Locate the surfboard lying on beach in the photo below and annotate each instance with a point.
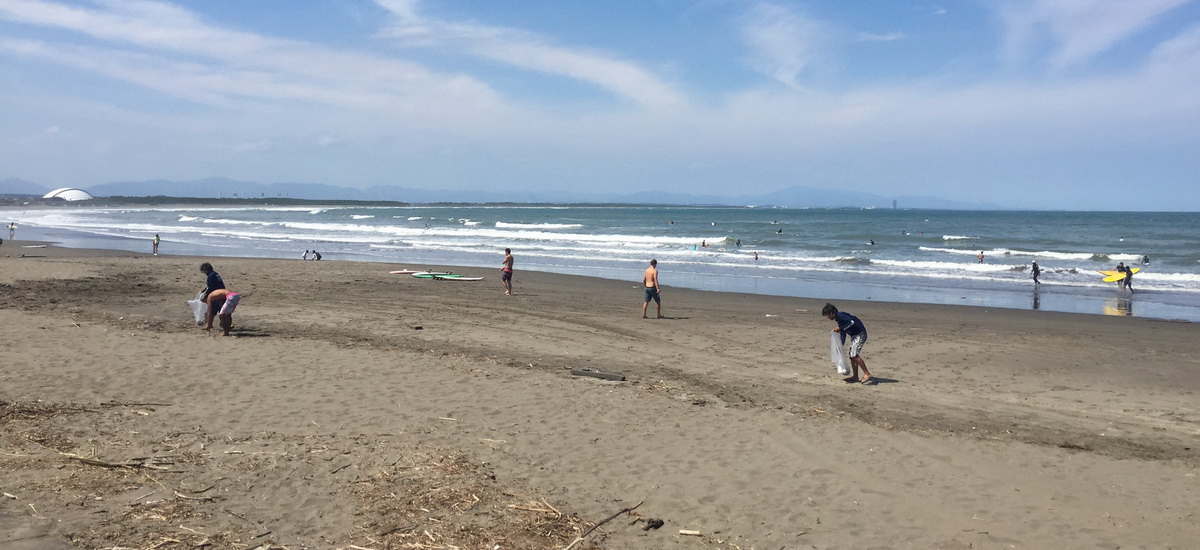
(430, 274)
(1114, 276)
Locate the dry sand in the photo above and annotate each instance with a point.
(360, 408)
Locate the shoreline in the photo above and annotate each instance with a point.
(345, 384)
(1048, 297)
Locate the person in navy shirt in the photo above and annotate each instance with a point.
(214, 281)
(852, 327)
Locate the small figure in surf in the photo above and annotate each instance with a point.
(852, 327)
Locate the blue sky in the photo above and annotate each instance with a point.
(1025, 103)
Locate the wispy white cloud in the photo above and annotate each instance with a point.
(169, 49)
(783, 41)
(1078, 29)
(881, 37)
(528, 51)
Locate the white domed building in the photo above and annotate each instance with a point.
(70, 193)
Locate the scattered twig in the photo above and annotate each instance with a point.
(402, 528)
(551, 507)
(624, 510)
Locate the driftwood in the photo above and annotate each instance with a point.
(598, 374)
(624, 510)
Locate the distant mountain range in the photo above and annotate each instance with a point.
(225, 187)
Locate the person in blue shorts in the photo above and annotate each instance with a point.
(852, 327)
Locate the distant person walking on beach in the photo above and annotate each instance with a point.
(850, 326)
(221, 304)
(507, 271)
(651, 279)
(214, 282)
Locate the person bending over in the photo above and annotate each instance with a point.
(852, 327)
(221, 304)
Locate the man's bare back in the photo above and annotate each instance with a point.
(652, 278)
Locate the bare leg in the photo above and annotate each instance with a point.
(858, 363)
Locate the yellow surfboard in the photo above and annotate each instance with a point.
(1114, 276)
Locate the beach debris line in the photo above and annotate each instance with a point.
(623, 510)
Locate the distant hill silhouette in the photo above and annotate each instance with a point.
(226, 187)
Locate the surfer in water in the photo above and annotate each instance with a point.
(507, 271)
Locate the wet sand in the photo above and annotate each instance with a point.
(353, 407)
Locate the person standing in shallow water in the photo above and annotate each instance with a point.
(507, 271)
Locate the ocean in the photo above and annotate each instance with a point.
(887, 255)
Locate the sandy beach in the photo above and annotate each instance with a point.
(357, 408)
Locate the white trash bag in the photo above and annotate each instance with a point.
(837, 354)
(199, 308)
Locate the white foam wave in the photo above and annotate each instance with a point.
(537, 226)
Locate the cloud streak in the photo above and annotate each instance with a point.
(1079, 29)
(529, 52)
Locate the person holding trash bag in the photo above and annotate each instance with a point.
(852, 327)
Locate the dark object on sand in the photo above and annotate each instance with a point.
(598, 374)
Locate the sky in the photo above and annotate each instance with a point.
(1081, 105)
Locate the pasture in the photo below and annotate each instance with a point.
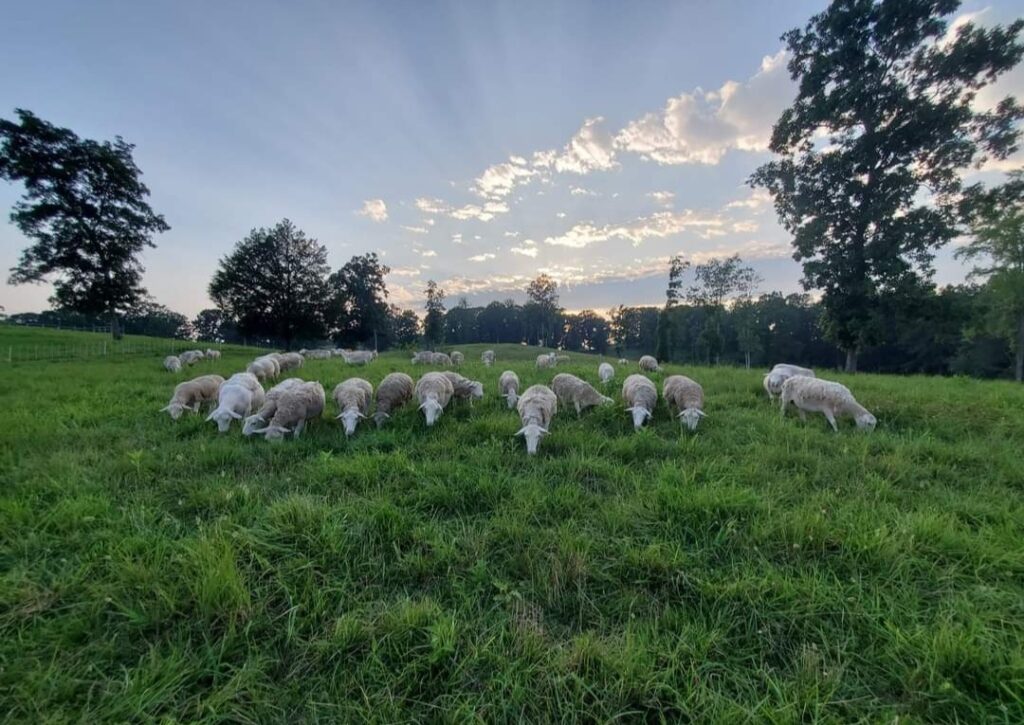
(757, 569)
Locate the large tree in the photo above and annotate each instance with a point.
(273, 285)
(357, 308)
(997, 246)
(86, 212)
(895, 99)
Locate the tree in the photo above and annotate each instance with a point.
(433, 324)
(273, 285)
(896, 100)
(997, 226)
(86, 211)
(357, 308)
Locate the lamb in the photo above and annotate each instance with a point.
(537, 407)
(779, 374)
(464, 388)
(572, 390)
(353, 397)
(295, 407)
(192, 393)
(269, 407)
(649, 365)
(236, 399)
(433, 391)
(358, 356)
(393, 392)
(640, 396)
(508, 387)
(687, 396)
(827, 397)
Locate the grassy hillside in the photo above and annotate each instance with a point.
(758, 569)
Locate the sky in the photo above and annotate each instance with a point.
(474, 143)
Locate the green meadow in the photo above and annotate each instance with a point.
(757, 570)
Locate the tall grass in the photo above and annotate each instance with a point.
(758, 569)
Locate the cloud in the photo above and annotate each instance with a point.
(700, 127)
(376, 209)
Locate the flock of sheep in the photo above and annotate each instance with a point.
(290, 404)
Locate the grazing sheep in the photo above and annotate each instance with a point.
(640, 396)
(265, 413)
(393, 392)
(358, 356)
(537, 407)
(295, 407)
(648, 365)
(236, 399)
(172, 364)
(577, 392)
(687, 396)
(433, 391)
(192, 393)
(827, 397)
(464, 388)
(353, 397)
(547, 359)
(779, 374)
(508, 387)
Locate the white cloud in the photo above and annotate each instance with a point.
(376, 209)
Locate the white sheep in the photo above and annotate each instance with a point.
(536, 407)
(353, 397)
(433, 391)
(193, 393)
(686, 396)
(464, 388)
(295, 407)
(779, 374)
(393, 392)
(265, 413)
(577, 392)
(508, 387)
(827, 397)
(640, 396)
(648, 365)
(236, 399)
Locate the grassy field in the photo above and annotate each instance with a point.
(757, 570)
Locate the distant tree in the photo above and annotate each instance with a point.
(997, 245)
(357, 308)
(86, 212)
(897, 104)
(273, 285)
(433, 324)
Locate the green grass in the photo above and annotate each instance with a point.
(757, 570)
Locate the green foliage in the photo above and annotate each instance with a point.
(758, 569)
(897, 105)
(86, 212)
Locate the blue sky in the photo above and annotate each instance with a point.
(473, 143)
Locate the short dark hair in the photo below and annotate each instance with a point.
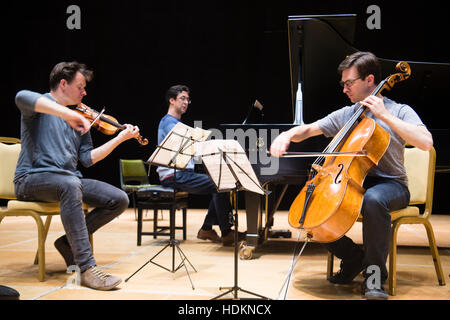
(173, 92)
(67, 71)
(365, 62)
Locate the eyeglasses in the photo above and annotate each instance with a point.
(183, 98)
(348, 83)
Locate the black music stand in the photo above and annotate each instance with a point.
(176, 150)
(230, 170)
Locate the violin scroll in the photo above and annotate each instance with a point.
(104, 123)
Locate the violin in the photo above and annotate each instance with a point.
(104, 123)
(330, 202)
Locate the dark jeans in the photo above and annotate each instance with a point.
(382, 196)
(71, 191)
(197, 183)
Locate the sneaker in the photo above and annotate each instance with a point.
(208, 235)
(95, 278)
(348, 271)
(373, 293)
(63, 247)
(228, 239)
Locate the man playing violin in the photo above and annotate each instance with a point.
(386, 184)
(54, 139)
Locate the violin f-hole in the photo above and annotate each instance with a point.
(339, 174)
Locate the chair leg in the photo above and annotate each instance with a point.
(434, 252)
(155, 222)
(184, 223)
(139, 231)
(48, 220)
(392, 277)
(41, 246)
(330, 262)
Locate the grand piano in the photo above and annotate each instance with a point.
(317, 44)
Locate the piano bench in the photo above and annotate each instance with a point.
(156, 198)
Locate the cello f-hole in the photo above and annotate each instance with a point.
(340, 165)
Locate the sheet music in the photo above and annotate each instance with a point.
(218, 156)
(177, 148)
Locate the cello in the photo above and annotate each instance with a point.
(104, 123)
(330, 202)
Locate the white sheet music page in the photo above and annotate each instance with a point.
(218, 156)
(177, 148)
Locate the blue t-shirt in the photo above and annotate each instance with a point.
(49, 144)
(165, 125)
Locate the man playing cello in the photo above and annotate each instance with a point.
(386, 184)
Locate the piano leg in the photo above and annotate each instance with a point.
(253, 209)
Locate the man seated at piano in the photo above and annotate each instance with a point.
(386, 184)
(188, 180)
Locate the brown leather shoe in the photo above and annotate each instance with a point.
(208, 235)
(95, 278)
(228, 240)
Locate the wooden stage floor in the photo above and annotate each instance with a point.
(116, 251)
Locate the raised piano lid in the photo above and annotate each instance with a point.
(317, 44)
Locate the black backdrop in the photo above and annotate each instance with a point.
(227, 52)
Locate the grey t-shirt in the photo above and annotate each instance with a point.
(49, 144)
(391, 164)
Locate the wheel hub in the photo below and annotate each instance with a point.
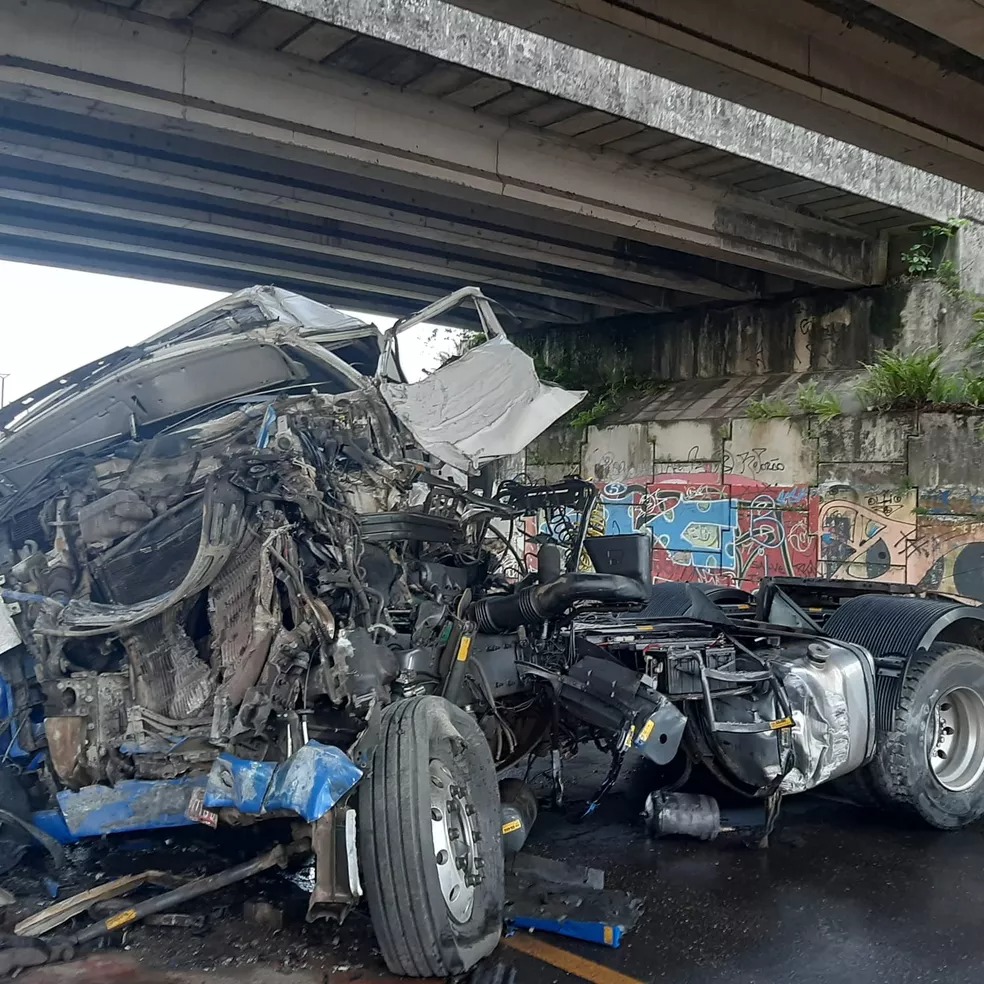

◆ ◆ ◆

The entries above need to be output again in full, exactly, and without pictures.

_Result of the task_
Locate the surfboard lying on beach in the photo below and annotate each instance with a point.
(430, 274)
(1114, 276)
Locate the dry sand in the photo above and annotate each instance with a point.
(360, 408)
Locate the shoreline in the photo above and annotate each instance with a point.
(345, 384)
(1048, 297)
Locate the person in navy shirt in the photo above and annotate each instance with a point.
(214, 281)
(852, 327)
Locate the small figure in surf in the photo above and annotate each instance with a point.
(852, 327)
Locate the blue sky in the photo above and annotate each instance with a point.
(1025, 103)
Locate the wispy white cloud in the photo above and annotate each instance with a point.
(169, 49)
(783, 41)
(1078, 29)
(881, 37)
(528, 51)
Locate the white domed building in the photo above and annotate each instance with a point.
(70, 193)
Locate the scattered twig in the photo above and annotate each instance with a point.
(402, 528)
(551, 507)
(624, 510)
Locate the driftwood in the photo above and annotate each instance with a point.
(598, 374)
(624, 510)
Locate the distant mountain range in the photo above and annotate each instance with a point.
(225, 187)
Locate the person in blue shorts in the photo above and annotate each instance with a point.
(852, 327)
Locate the distant person walking on beach in the photo above and annotate each instance with a point.
(850, 326)
(221, 304)
(507, 271)
(651, 279)
(214, 282)
Locate the person bending over in the photo above and annotate each instance with a point.
(852, 327)
(221, 304)
Locate the man's bare back in the photo above and annotate each instance with a point.
(652, 278)
Locate the bare leg in the photo above and annotate each instance with a point.
(858, 363)
Locate the yellow surfboard in the photo above and annotate each instance with a point.
(1114, 276)
Locate the beach debris line in the photo above and annotate each instance with a point.
(623, 510)
Locate the distant hill silhouette in the photo above and annotate each instance with a point.
(226, 187)
Locate the surfer in water in the photo above and annotate each instance with a point.
(507, 271)
Locate the wet sand in the photo above and annotate each instance with a point.
(353, 407)
Locate the person standing in shallow water in the photo above and annotate each instance with a point.
(507, 271)
Locate the ocean in the photo above and annotate each instance with a point.
(887, 255)
Locate the sandy beach in the photo above and annotate each instance with a point.
(357, 408)
Locate the white trash bag in the photo above and annotate each instance with a point.
(837, 354)
(199, 308)
Locate the white foam wave in the photo above and annotate each instance with a point.
(537, 226)
Locate the cloud streak in the photo above and annotate each instance with a point.
(1079, 29)
(529, 52)
Locate the person holding trash bag in the photo above and annotate each instance with a point.
(852, 327)
Locate the dark object on sand in the photo above and annotate each instance with a point.
(598, 374)
Locate the sky in the photo above and annotate each instance with a point.
(1081, 105)
Locate the pasture in the photo below and annotate each instance with a point.
(757, 569)
Locate the large tree in the photo above and annotate each instance with a point.
(273, 285)
(357, 308)
(997, 246)
(86, 212)
(895, 99)
Locate the tree in the photo above and annotate each instance with a point.
(433, 324)
(273, 285)
(896, 100)
(997, 226)
(86, 211)
(357, 308)
Locate the lamb in the photo above and annotate each instance with a point.
(537, 407)
(779, 374)
(464, 388)
(572, 390)
(353, 397)
(295, 407)
(192, 393)
(269, 407)
(649, 365)
(236, 399)
(433, 391)
(358, 356)
(393, 392)
(640, 396)
(508, 387)
(687, 396)
(827, 397)
Locate the grassy hillside in the photo above and annotate each instance with a point.
(758, 569)
Locate the sky in the photo above and annotate each instance with a point.
(474, 143)
Locate the green meadow in the photo above and annotate each instance with a point.
(757, 570)
Locate the tall grass in the photo above and annotate each instance with a point.
(758, 569)
Locate the cloud in the photo above and annotate each instance with a point.
(700, 127)
(376, 209)
Locate the flock of sheep in the photo above and annotate each instance with a point.
(290, 404)
Locate the grazing sheep in the photo above and annotate each instance with a point.
(640, 396)
(265, 413)
(393, 392)
(358, 356)
(537, 407)
(295, 407)
(648, 365)
(236, 399)
(172, 364)
(577, 392)
(687, 396)
(433, 391)
(192, 393)
(827, 397)
(464, 388)
(353, 397)
(547, 359)
(779, 374)
(508, 387)
Locate the white cloud in the photo above and annotate each instance with a point.
(376, 209)
Locate the white sheep in the photo above and annotate each instance with a point.
(536, 407)
(353, 397)
(433, 391)
(193, 393)
(686, 396)
(464, 388)
(295, 407)
(779, 374)
(393, 392)
(265, 413)
(577, 392)
(508, 387)
(827, 397)
(640, 396)
(648, 365)
(236, 399)
Locate the grassy field in the photo above and annotate each instance with a point.
(757, 570)
Locate the distant tree in the photo above and annotate each instance with a point.
(997, 245)
(357, 308)
(86, 212)
(897, 104)
(273, 285)
(433, 324)
Locate the green grass in the photo above and annotate each instance with a point.
(757, 570)
Locate the green foliage in the photo above and annotate each instance with a point.
(758, 569)
(897, 105)
(86, 212)
Locate the blue sky in the photo above and annotate each instance with a point.
(473, 143)
Locate the short dark hair in the photo below and annotate each instance with a point.
(173, 92)
(67, 71)
(365, 62)
Locate the eyeglasses in the photo above and annotate each instance with a point.
(183, 98)
(348, 83)
Locate the black music stand in the photo above and annotate each instance with a point.
(176, 150)
(230, 170)
Locate the violin scroll in the photo above and annotate each instance with a point.
(104, 123)
Locate the violin in the photo above and annotate each instance with a point.
(104, 123)
(330, 202)
Locate the dark jeans in the photo above and annotate each instance with a point.
(382, 196)
(71, 191)
(197, 183)
Locate the sneaker in the photo above and annotate each instance with a point.
(208, 235)
(95, 278)
(348, 271)
(373, 293)
(63, 247)
(228, 239)
Locate the man playing violin in the photo above and annotate each instance with a point.
(386, 184)
(54, 139)
Locate the violin f-hole in the photo above and annotate each instance with a point.
(339, 174)
Locate the chair leg in the photo above and annotate each instance with a point.
(434, 252)
(155, 222)
(184, 223)
(139, 231)
(48, 220)
(392, 277)
(41, 246)
(330, 262)
Locate the grand piano in the photo above and annotate each instance with a point.
(317, 44)
Locate the piano bench in the photo above and annotate each instance with a point.
(156, 198)
Locate the cello f-hole in the photo above and annotate each instance with a point.
(340, 165)
Locate the sheet music in the photo above and annotate each instance with a point.
(218, 156)
(177, 148)
Locate the cello in the photo above and annotate each instance with a point.
(104, 123)
(330, 202)
Locate the white sheet music page in the photo above and annotate each instance with a point.
(218, 156)
(177, 148)
Locate the blue t-shirt in the photo above and annotate each instance with a point.
(49, 144)
(165, 125)
Locate the man playing cello in the photo above and annotate each instance with a point.
(386, 184)
Locate the piano leg in the photo above and annotate each instance with a point.
(253, 209)
Locate the man seated at piano in the photo above and annotate each instance with a point.
(386, 184)
(188, 180)
Locate the brown leather shoe in the photo above and annotate each instance with a point.
(208, 235)
(95, 278)
(228, 240)
Locate the wooden stage floor in the photo above and annotate each instance with a point.
(116, 251)
Locate the raised piano lid in the photo above and annotate each instance with a point.
(317, 44)
Locate the black backdrop in the photo above and annotate each instance with a point.
(227, 52)
Locate the grey t-shirt in the photo above and annotate each instance with a point.
(49, 144)
(391, 164)
Locate the wheel hub in the photo below and annotate each instance with a point.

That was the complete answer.